[Records from a data source]
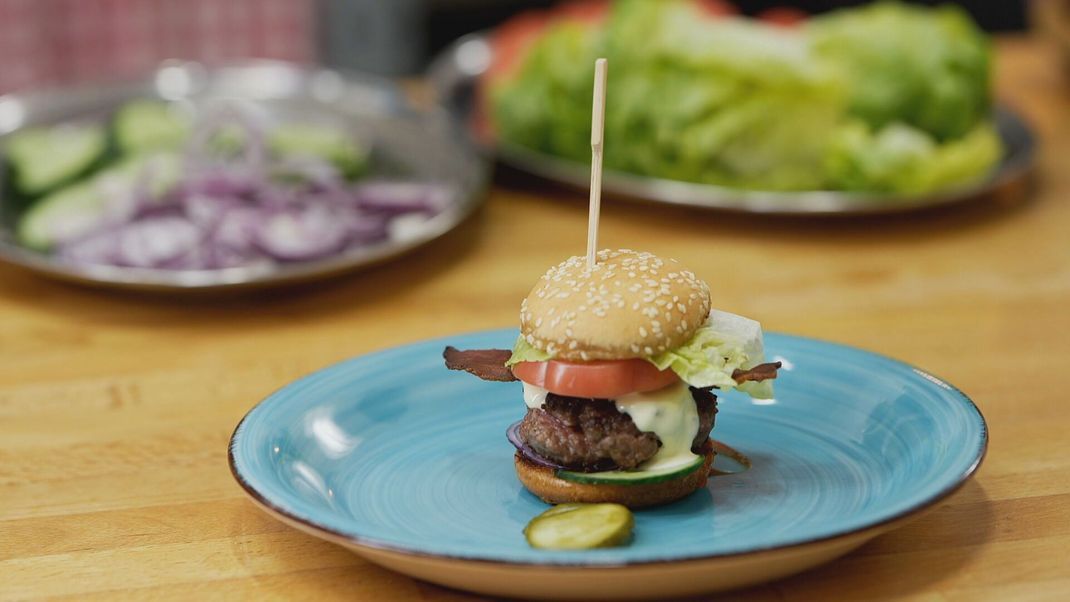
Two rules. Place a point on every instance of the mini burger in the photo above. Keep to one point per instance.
(620, 364)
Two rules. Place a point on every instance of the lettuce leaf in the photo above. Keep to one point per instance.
(927, 67)
(722, 344)
(524, 352)
(902, 158)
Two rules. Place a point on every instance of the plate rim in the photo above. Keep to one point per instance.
(337, 536)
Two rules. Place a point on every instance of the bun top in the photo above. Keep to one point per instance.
(630, 305)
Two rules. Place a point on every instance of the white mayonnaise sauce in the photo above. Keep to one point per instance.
(534, 397)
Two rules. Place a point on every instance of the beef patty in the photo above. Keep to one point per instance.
(591, 434)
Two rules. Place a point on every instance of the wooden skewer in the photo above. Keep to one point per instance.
(597, 136)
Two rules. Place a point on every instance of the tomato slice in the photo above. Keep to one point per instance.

#### ASSIGNED TASK:
Copy out the entries above in full and exactly, skipping every picture.

#### TASK SOLUTION:
Two rules. Place a point on every instance of the mini burger in the photo above. Keep to one point per instance.
(620, 364)
Two rules. Place a point on every instance of the lettuce leaf in the photo above. Keep to one point per instance.
(927, 67)
(722, 344)
(524, 352)
(902, 158)
Two rules. Place a point on every instance of the plate rim in the photo above. Keep to one point per instance.
(337, 536)
Two rules. Place a point on every instance of the bun top in the photo above. Keep to one point per instance.
(630, 305)
Two rules. Place a point on every instance of the white mayonnaise sauce in the photo above. Keep to one point per instance.
(534, 397)
Two rules. Place a point on every instance of the beef patty in the photo above. Keep to one point per instance.
(591, 434)
Two rules. Place a point on every instance of the wooden skewer in the photo above. Keep to one point per instance.
(597, 136)
Two rules. Place a point on every instance of the tomato slice in the photo above. Keep to one point per instance.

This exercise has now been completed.